» **About this task**
Verbatim reproduction of the entries is required; images must be omitted.

(Free-text object descriptions)
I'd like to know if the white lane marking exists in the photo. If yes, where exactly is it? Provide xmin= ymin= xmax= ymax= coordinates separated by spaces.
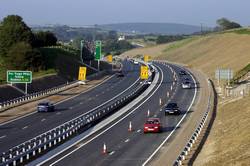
xmin=45 ymin=65 xmax=163 ymax=166
xmin=0 ymin=135 xmax=6 ymax=139
xmin=80 ymin=102 xmax=83 ymax=105
xmin=0 ymin=74 xmax=116 ymax=126
xmin=137 ymin=129 xmax=141 ymax=133
xmin=142 ymin=65 xmax=198 ymax=166
xmin=69 ymin=107 xmax=73 ymax=110
xmin=41 ymin=118 xmax=46 ymax=122
xmin=109 ymin=151 xmax=115 ymax=156
xmin=56 ymin=112 xmax=61 ymax=115
xmin=124 ymin=139 xmax=130 ymax=143
xmin=22 ymin=126 xmax=28 ymax=130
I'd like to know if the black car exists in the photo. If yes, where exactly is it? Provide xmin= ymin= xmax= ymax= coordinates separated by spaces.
xmin=116 ymin=71 xmax=125 ymax=77
xmin=164 ymin=103 xmax=180 ymax=115
xmin=179 ymin=70 xmax=187 ymax=75
xmin=37 ymin=101 xmax=55 ymax=112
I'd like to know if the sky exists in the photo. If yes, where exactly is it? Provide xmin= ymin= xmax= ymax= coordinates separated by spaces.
xmin=0 ymin=0 xmax=250 ymax=27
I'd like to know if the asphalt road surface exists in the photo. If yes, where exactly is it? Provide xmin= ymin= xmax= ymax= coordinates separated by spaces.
xmin=0 ymin=60 xmax=141 ymax=154
xmin=42 ymin=62 xmax=197 ymax=166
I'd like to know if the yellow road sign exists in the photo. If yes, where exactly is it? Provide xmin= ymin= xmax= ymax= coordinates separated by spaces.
xmin=140 ymin=66 xmax=148 ymax=79
xmin=78 ymin=67 xmax=87 ymax=81
xmin=107 ymin=55 xmax=113 ymax=63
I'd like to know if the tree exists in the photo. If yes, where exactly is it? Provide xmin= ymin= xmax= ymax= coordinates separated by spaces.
xmin=5 ymin=42 xmax=44 ymax=71
xmin=216 ymin=18 xmax=241 ymax=30
xmin=0 ymin=15 xmax=34 ymax=56
xmin=34 ymin=31 xmax=57 ymax=47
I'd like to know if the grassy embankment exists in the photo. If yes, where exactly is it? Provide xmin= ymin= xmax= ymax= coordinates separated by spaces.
xmin=0 ymin=47 xmax=79 ymax=84
xmin=121 ymin=29 xmax=250 ymax=165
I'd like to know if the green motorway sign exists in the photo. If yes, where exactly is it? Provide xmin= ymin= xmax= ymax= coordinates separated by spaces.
xmin=95 ymin=41 xmax=101 ymax=60
xmin=7 ymin=70 xmax=32 ymax=83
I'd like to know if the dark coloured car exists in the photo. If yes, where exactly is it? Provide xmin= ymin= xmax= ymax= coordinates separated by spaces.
xmin=116 ymin=71 xmax=125 ymax=77
xmin=179 ymin=70 xmax=187 ymax=75
xmin=37 ymin=101 xmax=55 ymax=112
xmin=143 ymin=118 xmax=162 ymax=133
xmin=184 ymin=77 xmax=190 ymax=81
xmin=164 ymin=103 xmax=180 ymax=115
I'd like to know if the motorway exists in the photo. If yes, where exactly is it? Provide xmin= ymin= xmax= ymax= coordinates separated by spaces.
xmin=40 ymin=62 xmax=197 ymax=166
xmin=0 ymin=60 xmax=141 ymax=154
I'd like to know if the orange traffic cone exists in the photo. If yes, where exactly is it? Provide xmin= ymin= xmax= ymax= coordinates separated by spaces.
xmin=128 ymin=121 xmax=132 ymax=132
xmin=102 ymin=143 xmax=107 ymax=154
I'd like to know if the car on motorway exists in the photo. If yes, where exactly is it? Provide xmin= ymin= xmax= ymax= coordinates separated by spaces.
xmin=143 ymin=118 xmax=162 ymax=133
xmin=116 ymin=71 xmax=125 ymax=77
xmin=182 ymin=81 xmax=191 ymax=89
xmin=37 ymin=101 xmax=55 ymax=112
xmin=179 ymin=70 xmax=187 ymax=75
xmin=164 ymin=102 xmax=180 ymax=115
xmin=133 ymin=60 xmax=139 ymax=65
xmin=184 ymin=77 xmax=190 ymax=81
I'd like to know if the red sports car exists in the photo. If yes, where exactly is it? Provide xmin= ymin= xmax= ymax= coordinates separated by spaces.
xmin=143 ymin=118 xmax=162 ymax=133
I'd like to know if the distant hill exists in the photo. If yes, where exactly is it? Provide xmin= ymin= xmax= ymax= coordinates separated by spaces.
xmin=98 ymin=23 xmax=205 ymax=35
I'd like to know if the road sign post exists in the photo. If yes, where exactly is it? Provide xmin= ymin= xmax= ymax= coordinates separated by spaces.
xmin=80 ymin=40 xmax=84 ymax=63
xmin=7 ymin=70 xmax=32 ymax=94
xmin=95 ymin=41 xmax=102 ymax=71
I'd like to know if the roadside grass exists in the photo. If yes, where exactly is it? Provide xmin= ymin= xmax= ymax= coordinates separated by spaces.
xmin=232 ymin=63 xmax=250 ymax=83
xmin=32 ymin=68 xmax=56 ymax=79
xmin=163 ymin=36 xmax=199 ymax=53
xmin=194 ymin=96 xmax=250 ymax=166
xmin=157 ymin=33 xmax=250 ymax=79
xmin=223 ymin=28 xmax=250 ymax=35
xmin=39 ymin=47 xmax=79 ymax=69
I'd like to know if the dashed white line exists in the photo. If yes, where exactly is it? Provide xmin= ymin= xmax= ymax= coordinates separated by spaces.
xmin=56 ymin=112 xmax=61 ymax=115
xmin=41 ymin=118 xmax=46 ymax=122
xmin=22 ymin=126 xmax=28 ymax=130
xmin=137 ymin=129 xmax=141 ymax=133
xmin=0 ymin=135 xmax=6 ymax=139
xmin=0 ymin=74 xmax=116 ymax=127
xmin=124 ymin=139 xmax=130 ymax=143
xmin=109 ymin=151 xmax=115 ymax=155
xmin=142 ymin=64 xmax=198 ymax=166
xmin=43 ymin=66 xmax=162 ymax=166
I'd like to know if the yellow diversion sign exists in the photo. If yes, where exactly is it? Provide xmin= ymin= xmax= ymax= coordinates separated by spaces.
xmin=107 ymin=55 xmax=113 ymax=63
xmin=78 ymin=67 xmax=87 ymax=81
xmin=140 ymin=65 xmax=148 ymax=79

» **Finished exercise**
I'd like to know if the white lane marking exists in the photo. If yes, where exactly is it? Provide xmin= ymin= xmax= ymax= coordinates separated by spaces.
xmin=45 ymin=65 xmax=163 ymax=166
xmin=0 ymin=135 xmax=6 ymax=139
xmin=80 ymin=102 xmax=83 ymax=105
xmin=0 ymin=74 xmax=116 ymax=126
xmin=137 ymin=129 xmax=141 ymax=133
xmin=142 ymin=65 xmax=198 ymax=166
xmin=69 ymin=107 xmax=73 ymax=110
xmin=41 ymin=118 xmax=46 ymax=122
xmin=109 ymin=151 xmax=115 ymax=156
xmin=56 ymin=112 xmax=61 ymax=115
xmin=124 ymin=139 xmax=130 ymax=143
xmin=22 ymin=126 xmax=28 ymax=130
I'd like to know if the black car exists in the photo. If yes, where exactly is it? Provide xmin= ymin= xmax= ymax= coordinates separated by spaces.
xmin=116 ymin=71 xmax=125 ymax=77
xmin=164 ymin=103 xmax=180 ymax=115
xmin=179 ymin=70 xmax=187 ymax=75
xmin=37 ymin=101 xmax=55 ymax=112
I'd like to know if the sky exists in the photo. If yes, where exactly is it? Provide xmin= ymin= xmax= ymax= coordinates separated by spaces.
xmin=0 ymin=0 xmax=250 ymax=27
I'd like to know if the asphalt road surface exists in the photo. If yes, where exactly is it? Provide xmin= ymin= xmax= ymax= coordinates separated by spaces.
xmin=0 ymin=60 xmax=141 ymax=154
xmin=42 ymin=62 xmax=197 ymax=166
I'd like to know if the yellow road sign exists in the photo. If yes, where exactly is it? Provide xmin= ymin= xmax= ymax= coordinates separated by spaces.
xmin=140 ymin=66 xmax=148 ymax=79
xmin=78 ymin=67 xmax=87 ymax=81
xmin=107 ymin=55 xmax=113 ymax=63
I'd like to know if the tree exists in the photo. If yes, where exactly is it? Provide xmin= ymin= xmax= ymax= coordinates separated by spaces.
xmin=5 ymin=42 xmax=44 ymax=71
xmin=216 ymin=18 xmax=241 ymax=30
xmin=0 ymin=15 xmax=34 ymax=56
xmin=34 ymin=31 xmax=57 ymax=47
I'd like to know if the grassy embankment exists in the photo. If yes, where exactly is it? Provide xmin= ymin= xmax= ymax= coordinates separated by spaces.
xmin=0 ymin=47 xmax=79 ymax=84
xmin=121 ymin=29 xmax=250 ymax=165
I'd like to know if the green motorway sign exists in the photo. If yes, where exactly is it? Provide xmin= ymin= xmax= ymax= coordinates separated by spaces.
xmin=95 ymin=41 xmax=101 ymax=60
xmin=7 ymin=70 xmax=32 ymax=83
I'd like to know if the dark coloured car exists in the photo. If yes, where exactly is it? Provide xmin= ymin= xmax= ymax= coordinates separated by spaces.
xmin=116 ymin=71 xmax=125 ymax=77
xmin=179 ymin=70 xmax=187 ymax=75
xmin=37 ymin=101 xmax=55 ymax=112
xmin=143 ymin=118 xmax=162 ymax=133
xmin=184 ymin=77 xmax=190 ymax=81
xmin=164 ymin=103 xmax=180 ymax=115
I'd like to know if the motorway exists in the photo. If yes, where exactly is it? Provide xmin= ymin= xmax= ymax= coordinates separated by spaces.
xmin=40 ymin=62 xmax=197 ymax=166
xmin=0 ymin=60 xmax=141 ymax=154
I'd like to know if the orange traffic cone exists in the photo. If yes, where exactly is it? Provide xmin= ymin= xmax= ymax= coordinates separated by spaces.
xmin=128 ymin=121 xmax=132 ymax=132
xmin=102 ymin=143 xmax=107 ymax=154
I'd like to know if the car on motorway exists in the photo. If yes, where exactly is it? Provide xmin= ymin= xmax= ymax= coordinates separated by spaces.
xmin=143 ymin=118 xmax=162 ymax=133
xmin=116 ymin=71 xmax=125 ymax=77
xmin=182 ymin=81 xmax=191 ymax=89
xmin=37 ymin=101 xmax=55 ymax=112
xmin=179 ymin=70 xmax=187 ymax=75
xmin=164 ymin=102 xmax=180 ymax=115
xmin=133 ymin=60 xmax=139 ymax=65
xmin=184 ymin=77 xmax=190 ymax=81
I'd like to know if the red sports car exists in the photo. If yes, where exactly is it? Provide xmin= ymin= xmax= ymax= coordinates separated by spaces.
xmin=143 ymin=118 xmax=162 ymax=133
I'd like to know if the distant hill exists in the photo. If yes, where exactly is it? Provide xmin= ymin= xmax= ymax= coordinates separated by spaces.
xmin=98 ymin=23 xmax=205 ymax=35
I'd like to know if the road sign post exists in the photo. If yes, where exactly is it? Provide xmin= ymin= xmax= ymax= coordinates separated by spaces.
xmin=80 ymin=40 xmax=84 ymax=63
xmin=7 ymin=70 xmax=32 ymax=94
xmin=95 ymin=41 xmax=102 ymax=71
I'd like to know if the roadside grass exists in the photo. If yes, where exactly is it? Provide xmin= ymin= xmax= ymax= coordinates separated by spaces.
xmin=232 ymin=63 xmax=250 ymax=83
xmin=32 ymin=68 xmax=56 ymax=79
xmin=163 ymin=36 xmax=199 ymax=53
xmin=194 ymin=96 xmax=250 ymax=166
xmin=157 ymin=33 xmax=250 ymax=79
xmin=223 ymin=28 xmax=250 ymax=35
xmin=39 ymin=47 xmax=79 ymax=69
I'd like to know if the dashed white line exists in the photo. If yes, where exactly is it? Provide xmin= ymin= xmax= ymax= coordinates separated by spaces.
xmin=56 ymin=112 xmax=61 ymax=115
xmin=41 ymin=118 xmax=46 ymax=122
xmin=22 ymin=126 xmax=28 ymax=130
xmin=137 ymin=129 xmax=141 ymax=133
xmin=0 ymin=135 xmax=6 ymax=139
xmin=0 ymin=74 xmax=116 ymax=127
xmin=124 ymin=139 xmax=130 ymax=143
xmin=109 ymin=151 xmax=115 ymax=155
xmin=142 ymin=64 xmax=198 ymax=166
xmin=43 ymin=66 xmax=162 ymax=166
I'd like to know if the yellow diversion sign exists in the photo. If yes, where exactly is it? Provide xmin= ymin= xmax= ymax= coordinates separated by spaces.
xmin=107 ymin=55 xmax=113 ymax=63
xmin=78 ymin=67 xmax=87 ymax=81
xmin=140 ymin=65 xmax=148 ymax=79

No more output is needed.